> [REQUEST]: Rewrite the following lines with "point per instance" changed to "mark each instance" everywhere it occurs, keeping everything else the same.

####

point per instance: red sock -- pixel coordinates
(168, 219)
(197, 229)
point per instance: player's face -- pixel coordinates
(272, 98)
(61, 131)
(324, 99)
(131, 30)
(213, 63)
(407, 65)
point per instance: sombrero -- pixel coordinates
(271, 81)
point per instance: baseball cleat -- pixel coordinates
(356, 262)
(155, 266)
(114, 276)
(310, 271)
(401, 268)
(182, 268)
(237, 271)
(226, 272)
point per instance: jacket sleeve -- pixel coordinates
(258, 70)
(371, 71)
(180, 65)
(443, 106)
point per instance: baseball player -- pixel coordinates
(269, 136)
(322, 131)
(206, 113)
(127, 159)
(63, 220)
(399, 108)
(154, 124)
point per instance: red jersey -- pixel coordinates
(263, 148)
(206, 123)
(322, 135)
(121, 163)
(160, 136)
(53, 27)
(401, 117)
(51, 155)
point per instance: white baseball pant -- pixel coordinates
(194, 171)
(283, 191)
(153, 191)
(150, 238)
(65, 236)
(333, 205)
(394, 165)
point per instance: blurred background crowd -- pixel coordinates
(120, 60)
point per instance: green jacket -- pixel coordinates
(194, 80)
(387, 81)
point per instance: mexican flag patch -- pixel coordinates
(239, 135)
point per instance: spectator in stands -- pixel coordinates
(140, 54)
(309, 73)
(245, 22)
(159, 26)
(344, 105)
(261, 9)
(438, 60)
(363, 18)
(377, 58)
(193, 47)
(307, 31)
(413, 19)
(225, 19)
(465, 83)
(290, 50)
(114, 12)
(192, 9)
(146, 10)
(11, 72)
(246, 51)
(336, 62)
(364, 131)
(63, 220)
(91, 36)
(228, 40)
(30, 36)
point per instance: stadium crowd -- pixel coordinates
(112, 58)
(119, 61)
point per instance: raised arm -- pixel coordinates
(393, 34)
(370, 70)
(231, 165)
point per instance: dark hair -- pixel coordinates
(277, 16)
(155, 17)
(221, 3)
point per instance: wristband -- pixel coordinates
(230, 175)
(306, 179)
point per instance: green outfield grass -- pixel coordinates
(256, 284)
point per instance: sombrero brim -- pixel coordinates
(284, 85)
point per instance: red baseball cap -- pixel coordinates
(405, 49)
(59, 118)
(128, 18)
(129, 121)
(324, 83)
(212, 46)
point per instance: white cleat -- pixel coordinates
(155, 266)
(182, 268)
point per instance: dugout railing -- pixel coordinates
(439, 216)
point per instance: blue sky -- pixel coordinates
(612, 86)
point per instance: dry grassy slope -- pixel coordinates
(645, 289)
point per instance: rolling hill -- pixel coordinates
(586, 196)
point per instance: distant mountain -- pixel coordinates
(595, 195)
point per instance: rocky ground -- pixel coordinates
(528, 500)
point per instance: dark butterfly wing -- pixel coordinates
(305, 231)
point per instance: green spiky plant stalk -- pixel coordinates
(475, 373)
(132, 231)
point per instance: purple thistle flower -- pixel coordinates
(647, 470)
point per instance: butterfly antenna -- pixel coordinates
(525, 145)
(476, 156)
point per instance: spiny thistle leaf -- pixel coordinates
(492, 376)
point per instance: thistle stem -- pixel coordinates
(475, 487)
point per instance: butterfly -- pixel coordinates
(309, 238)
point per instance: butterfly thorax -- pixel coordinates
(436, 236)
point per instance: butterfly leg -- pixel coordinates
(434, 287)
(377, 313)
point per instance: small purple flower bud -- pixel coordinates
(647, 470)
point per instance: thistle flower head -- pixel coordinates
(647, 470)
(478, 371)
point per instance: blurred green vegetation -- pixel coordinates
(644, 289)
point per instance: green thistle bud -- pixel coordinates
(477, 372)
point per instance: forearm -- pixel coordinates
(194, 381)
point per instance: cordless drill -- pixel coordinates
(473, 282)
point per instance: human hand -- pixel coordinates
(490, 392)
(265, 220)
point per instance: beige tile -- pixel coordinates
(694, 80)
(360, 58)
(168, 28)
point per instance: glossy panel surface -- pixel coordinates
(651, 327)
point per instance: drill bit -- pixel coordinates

####

> [COMPLETED TASK]:
mark each instance: red sock -- pixel coordinates
(168, 219)
(197, 229)
mark each instance: player's face -- pixel coordinates
(272, 98)
(61, 131)
(324, 99)
(131, 30)
(213, 63)
(407, 65)
mark each instance: sombrero -- pixel coordinates
(271, 81)
mark each instance: baseball cleat -- pixel coordinates
(356, 262)
(155, 266)
(114, 276)
(310, 271)
(401, 268)
(182, 268)
(237, 271)
(226, 272)
mark each instance: jacket sleeve -- pixel coordinates
(258, 70)
(371, 71)
(180, 65)
(443, 106)
mark each instance: baseball player -- pixel coordinates
(269, 136)
(322, 131)
(206, 113)
(127, 159)
(63, 220)
(399, 108)
(154, 124)
mark each instance: red jersey -- pixel coordinates
(263, 148)
(206, 123)
(322, 135)
(121, 163)
(160, 136)
(53, 27)
(401, 117)
(51, 155)
mark each instance: white baseball pant -- pixel coordinates
(194, 171)
(283, 191)
(153, 191)
(150, 238)
(65, 236)
(333, 205)
(394, 165)
mark each instance: blurred background crowd -- pixel coordinates
(120, 60)
mark each instance: green jacket -- pixel coordinates
(194, 80)
(387, 81)
mark each instance: mexican flag patch -- pixel coordinates
(239, 135)
mark each instance: spectator in stands -- pixel coordinates
(140, 54)
(309, 73)
(245, 22)
(159, 26)
(344, 105)
(261, 9)
(438, 60)
(363, 18)
(377, 58)
(193, 47)
(307, 31)
(413, 19)
(225, 19)
(465, 83)
(290, 50)
(114, 12)
(192, 9)
(146, 10)
(11, 72)
(246, 51)
(336, 62)
(364, 131)
(63, 220)
(91, 36)
(228, 40)
(30, 36)
mark each instance: stadium crowd -- pixel coordinates
(112, 58)
(119, 61)
mark each instance: raised arm -- pixel coordinates
(393, 34)
(370, 70)
(231, 165)
mark each instance: dark hair -- pixel coordinates
(277, 16)
(155, 17)
(221, 3)
mark each instance: wristband -- pixel coordinates
(230, 175)
(306, 179)
mark each instance: green outfield grass -- pixel coordinates
(256, 284)
mark each instance: sombrero brim -- pixel coordinates
(284, 85)
mark each instance: red baseball cap -- pixel coordinates
(405, 49)
(59, 118)
(128, 18)
(129, 121)
(324, 83)
(212, 46)
mark each instance: white cleat -- pixel coordinates
(155, 266)
(182, 268)
mark each instance: dugout railing -- pixel coordinates
(439, 216)
mark each instance: blue sky -- pixel coordinates
(612, 86)
mark each instance: dry grassy slope -- pixel coordinates
(645, 289)
mark each instance: rolling hill -- pixel coordinates
(586, 196)
mark each instance: distant mountain -- pixel coordinates
(595, 195)
mark each instance: rocky ground -- pixel coordinates
(528, 500)
mark each instance: dark butterfly wing -- pixel coordinates
(305, 231)
mark each instance: green spiky plant stalk -- pixel coordinates
(475, 373)
(132, 231)
mark each instance: purple thistle flower -- pixel coordinates
(647, 470)
mark each instance: butterfly antenna -- pixel coordinates
(525, 145)
(476, 156)
mark each instance: spiny thistle leaf -- pixel coordinates
(492, 376)
mark each instance: thistle stem -- pixel coordinates
(475, 487)
mark each instance: butterfly -- pixel coordinates
(309, 238)
mark each instance: butterfly thorax -- pixel coordinates
(436, 236)
mark each instance: butterfly leg -- pixel coordinates
(434, 287)
(377, 313)
mark each instance: small purple flower bud -- pixel coordinates
(647, 470)
mark each instance: thistle flower head -- pixel coordinates
(647, 470)
(478, 371)
mark each instance: blurred green vegetation -- pixel coordinates
(644, 289)
mark each instance: green thistle bud -- pixel coordinates
(477, 372)
mark each instance: forearm -- pixel coordinates
(194, 381)
mark each instance: cordless drill -- pixel coordinates
(473, 282)
mark each instance: human hand -- pixel coordinates
(490, 392)
(265, 220)
mark each instance: beige tile -- pixel coordinates
(694, 80)
(360, 58)
(168, 28)
mark each instance: glossy panel surface -- pixel coordinates
(651, 327)
mark each instance: drill bit -- pixel coordinates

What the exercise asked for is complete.